Stored data entries
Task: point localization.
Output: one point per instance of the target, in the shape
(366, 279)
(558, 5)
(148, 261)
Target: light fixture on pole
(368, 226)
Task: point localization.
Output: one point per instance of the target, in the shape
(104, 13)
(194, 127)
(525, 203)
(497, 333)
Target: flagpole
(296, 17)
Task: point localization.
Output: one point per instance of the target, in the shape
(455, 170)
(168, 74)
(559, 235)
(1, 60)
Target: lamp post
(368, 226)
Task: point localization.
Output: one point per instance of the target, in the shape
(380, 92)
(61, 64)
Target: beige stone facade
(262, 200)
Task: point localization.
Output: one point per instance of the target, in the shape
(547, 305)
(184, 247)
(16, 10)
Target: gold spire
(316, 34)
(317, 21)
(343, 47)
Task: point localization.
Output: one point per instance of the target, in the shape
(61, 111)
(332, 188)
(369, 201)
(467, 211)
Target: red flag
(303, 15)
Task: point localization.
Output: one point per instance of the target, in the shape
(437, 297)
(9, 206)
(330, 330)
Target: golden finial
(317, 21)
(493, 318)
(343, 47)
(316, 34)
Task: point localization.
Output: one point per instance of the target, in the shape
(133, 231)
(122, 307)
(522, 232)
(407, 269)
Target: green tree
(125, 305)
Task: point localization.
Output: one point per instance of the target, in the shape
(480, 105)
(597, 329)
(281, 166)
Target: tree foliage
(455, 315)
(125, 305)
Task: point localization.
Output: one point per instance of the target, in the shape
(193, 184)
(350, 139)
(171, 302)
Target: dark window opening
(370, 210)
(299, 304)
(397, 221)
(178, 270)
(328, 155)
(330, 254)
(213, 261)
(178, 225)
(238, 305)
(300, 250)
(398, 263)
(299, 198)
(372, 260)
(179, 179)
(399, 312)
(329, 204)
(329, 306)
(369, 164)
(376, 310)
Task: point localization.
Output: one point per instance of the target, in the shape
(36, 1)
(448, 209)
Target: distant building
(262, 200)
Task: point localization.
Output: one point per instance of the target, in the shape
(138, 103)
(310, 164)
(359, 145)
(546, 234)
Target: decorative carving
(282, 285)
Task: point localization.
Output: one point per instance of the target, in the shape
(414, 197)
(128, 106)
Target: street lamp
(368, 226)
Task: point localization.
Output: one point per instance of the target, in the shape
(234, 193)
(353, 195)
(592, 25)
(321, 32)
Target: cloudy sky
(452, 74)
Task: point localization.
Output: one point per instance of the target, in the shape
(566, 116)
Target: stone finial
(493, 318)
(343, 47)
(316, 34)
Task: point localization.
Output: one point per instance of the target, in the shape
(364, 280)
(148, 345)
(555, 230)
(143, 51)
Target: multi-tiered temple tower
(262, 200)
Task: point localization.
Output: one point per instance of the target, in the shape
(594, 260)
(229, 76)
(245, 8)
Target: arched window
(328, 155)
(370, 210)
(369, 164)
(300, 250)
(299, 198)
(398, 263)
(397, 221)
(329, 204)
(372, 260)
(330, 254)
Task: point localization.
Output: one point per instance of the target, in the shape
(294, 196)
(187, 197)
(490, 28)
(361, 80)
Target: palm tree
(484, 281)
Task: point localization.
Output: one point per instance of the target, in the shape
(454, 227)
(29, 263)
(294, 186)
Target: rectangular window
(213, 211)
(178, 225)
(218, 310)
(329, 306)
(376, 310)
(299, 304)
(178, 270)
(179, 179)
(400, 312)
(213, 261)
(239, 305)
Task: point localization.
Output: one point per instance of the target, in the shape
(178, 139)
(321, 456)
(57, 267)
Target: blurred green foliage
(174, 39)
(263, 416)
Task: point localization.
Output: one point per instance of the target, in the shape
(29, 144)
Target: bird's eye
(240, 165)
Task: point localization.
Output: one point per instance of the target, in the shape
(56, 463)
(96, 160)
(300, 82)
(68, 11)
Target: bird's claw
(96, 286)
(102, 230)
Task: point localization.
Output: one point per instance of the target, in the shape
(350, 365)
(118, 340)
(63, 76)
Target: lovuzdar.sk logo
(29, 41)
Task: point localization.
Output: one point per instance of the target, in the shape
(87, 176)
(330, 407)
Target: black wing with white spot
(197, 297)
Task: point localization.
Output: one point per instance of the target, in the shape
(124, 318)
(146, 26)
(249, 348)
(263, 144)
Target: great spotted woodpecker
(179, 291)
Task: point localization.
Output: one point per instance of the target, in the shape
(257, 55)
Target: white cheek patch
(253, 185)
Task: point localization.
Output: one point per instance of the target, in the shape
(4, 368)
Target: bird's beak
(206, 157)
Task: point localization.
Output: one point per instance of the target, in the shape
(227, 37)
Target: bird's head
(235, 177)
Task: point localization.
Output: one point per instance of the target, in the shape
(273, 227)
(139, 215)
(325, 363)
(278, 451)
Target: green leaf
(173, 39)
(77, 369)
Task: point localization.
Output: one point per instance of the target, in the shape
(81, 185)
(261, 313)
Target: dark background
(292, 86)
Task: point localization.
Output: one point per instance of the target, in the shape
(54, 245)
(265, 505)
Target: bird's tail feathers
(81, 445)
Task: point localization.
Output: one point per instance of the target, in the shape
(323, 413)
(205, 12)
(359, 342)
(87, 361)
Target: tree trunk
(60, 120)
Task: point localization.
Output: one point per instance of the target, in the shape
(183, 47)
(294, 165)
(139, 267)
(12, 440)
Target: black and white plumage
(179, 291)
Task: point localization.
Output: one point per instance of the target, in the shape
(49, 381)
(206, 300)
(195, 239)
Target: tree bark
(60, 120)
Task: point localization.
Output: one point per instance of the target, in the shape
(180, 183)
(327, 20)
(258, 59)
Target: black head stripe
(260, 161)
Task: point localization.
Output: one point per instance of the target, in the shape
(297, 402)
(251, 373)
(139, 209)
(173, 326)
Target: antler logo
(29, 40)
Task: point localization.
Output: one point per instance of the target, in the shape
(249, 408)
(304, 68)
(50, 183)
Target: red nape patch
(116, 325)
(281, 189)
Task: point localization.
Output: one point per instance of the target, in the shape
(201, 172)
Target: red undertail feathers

THE TASK: Please quote the data above in full, with no line missing.

RESULT OF THIS TASK:
Task: point localization.
Output: one point per instance of the target, in the shape
(366, 279)
(558, 5)
(148, 261)
Target: light fixture on pole
(368, 226)
Task: point localization.
Output: one point per instance of the target, in the shape
(104, 13)
(194, 127)
(525, 203)
(497, 333)
Target: flagpole
(296, 17)
Task: point localization.
Output: one point per instance of the target, in the shape
(455, 170)
(168, 74)
(559, 235)
(1, 60)
Target: lamp post
(368, 226)
Task: point localization.
Output: one point per instance of the target, in the shape
(380, 92)
(61, 64)
Target: beige stone facade
(262, 200)
Task: point localization.
Output: one point per instance of the target, in the shape
(547, 305)
(184, 247)
(16, 10)
Target: gold spire
(316, 34)
(317, 21)
(343, 47)
Task: point localization.
Output: one point per instance of the target, in the shape
(61, 111)
(332, 188)
(369, 201)
(467, 211)
Target: red flag
(303, 15)
Task: point localization.
Output: one point per instance of the target, in the shape
(437, 297)
(9, 206)
(330, 330)
Target: golden finial
(317, 21)
(493, 318)
(343, 47)
(316, 34)
Task: point localization.
Output: one point per instance of the target, in the shape
(133, 231)
(122, 307)
(522, 232)
(407, 269)
Target: green tree
(125, 305)
Task: point localization.
Output: one point per instance of the target, in the shape
(480, 105)
(597, 329)
(281, 166)
Target: tree foliage
(455, 315)
(125, 305)
Task: point localization.
Output: one point per instance of the target, in the shape
(193, 184)
(350, 139)
(171, 302)
Target: dark window opening
(370, 210)
(299, 304)
(397, 221)
(178, 270)
(328, 155)
(330, 254)
(213, 261)
(178, 225)
(238, 305)
(300, 250)
(398, 263)
(299, 198)
(372, 260)
(179, 179)
(399, 312)
(329, 204)
(329, 306)
(369, 164)
(376, 310)
Task: point localization.
Output: one point per instance of the target, in the shape
(36, 1)
(448, 209)
Target: distant building
(262, 200)
Task: point localization.
Output: one point per instance of the target, in the shape
(138, 103)
(310, 164)
(359, 145)
(546, 234)
Target: decorative carving
(282, 285)
Task: point localization.
Output: one point per instance of the target, in the shape
(414, 197)
(128, 106)
Target: street lamp
(368, 226)
Task: point localization.
Output: one point per instance of the target, in the shape
(234, 193)
(353, 195)
(592, 25)
(321, 32)
Target: cloudy sky
(452, 74)
Task: point localization.
Output: one point per instance of the target, in the shape
(566, 116)
Target: stone finial
(493, 318)
(343, 47)
(316, 34)
Task: point localization.
Output: one point per instance of the target, in the shape
(364, 280)
(148, 345)
(555, 230)
(143, 51)
Target: multi-tiered temple tower
(262, 200)
Task: point localization.
Output: one point per instance of the target, in the shape
(594, 260)
(229, 76)
(245, 8)
Target: arched window
(328, 155)
(370, 210)
(369, 164)
(300, 250)
(299, 198)
(398, 263)
(397, 221)
(329, 204)
(372, 260)
(330, 254)
Task: point localization.
Output: one point per instance of the target, in the shape
(294, 196)
(187, 197)
(490, 28)
(361, 80)
Target: palm tree
(484, 281)
Task: point localization.
Output: one point per instance of the target, in the shape
(454, 227)
(29, 263)
(294, 186)
Target: rectangular window
(213, 211)
(178, 225)
(218, 310)
(329, 306)
(376, 310)
(299, 304)
(178, 270)
(179, 179)
(400, 312)
(213, 261)
(239, 305)
Task: point localization.
Output: one point per instance of the target, in the shape
(178, 139)
(321, 456)
(57, 267)
Target: blurred green foliage
(174, 39)
(263, 416)
Task: point localization.
Output: one point per instance of the target, in the shape
(29, 144)
Target: bird's eye
(240, 165)
Task: point localization.
Output: one point per instance of the target, in the shape
(56, 463)
(96, 160)
(300, 82)
(68, 11)
Target: bird's claw
(96, 286)
(102, 230)
Task: point localization.
Output: one point per instance of the target, in the shape
(350, 365)
(118, 340)
(63, 76)
Target: lovuzdar.sk logo
(29, 41)
Task: point localization.
Output: one point per instance of the target, in the shape
(87, 176)
(330, 407)
Target: black wing with white spot
(197, 297)
Task: point localization.
Output: one point per instance of the target, in the shape
(124, 318)
(146, 26)
(249, 348)
(263, 144)
Target: great spotted woodpecker
(179, 291)
Task: point localization.
Output: one point per instance of the target, in the shape
(257, 55)
Target: white cheek patch
(253, 185)
Task: point localization.
Output: one point per instance of the target, in the shape
(4, 368)
Target: bird's beak
(206, 157)
Task: point localization.
Output: one point per instance of the target, in the shape
(227, 37)
Target: bird's head
(235, 177)
Task: point localization.
Output: one point per instance of the target, in the shape
(273, 227)
(139, 215)
(325, 363)
(278, 451)
Target: green leaf
(173, 39)
(77, 369)
Task: point localization.
Output: one point per instance of the target, in the shape
(81, 185)
(261, 313)
Target: dark background
(292, 86)
Task: point localization.
Output: one point per instance of the target, in the shape
(54, 245)
(265, 505)
Target: bird's tail feathers
(81, 445)
Task: point localization.
Output: one point per instance of the target, in the shape
(323, 413)
(205, 12)
(359, 342)
(87, 361)
Target: tree trunk
(60, 120)
Task: point localization.
Output: one point per instance of the target, in the shape
(183, 47)
(294, 165)
(139, 267)
(12, 440)
Target: black and white plumage
(179, 291)
Task: point localization.
Output: one point per instance of the target, in the shape
(49, 381)
(206, 300)
(195, 239)
Target: tree bark
(60, 120)
Task: point localization.
Output: one point per instance of the target, in the shape
(180, 183)
(327, 20)
(258, 59)
Target: black head stripe
(260, 161)
Task: point localization.
Output: one point per instance of the target, in the shape
(297, 402)
(251, 373)
(139, 209)
(173, 326)
Target: antler logo
(29, 40)
Task: point localization.
Output: one point per instance of the target, in the shape
(249, 408)
(304, 68)
(50, 183)
Target: red nape patch
(116, 325)
(281, 189)
Task: point localization.
Output: one point per instance of the target, in the shape
(201, 172)
Target: red undertail feathers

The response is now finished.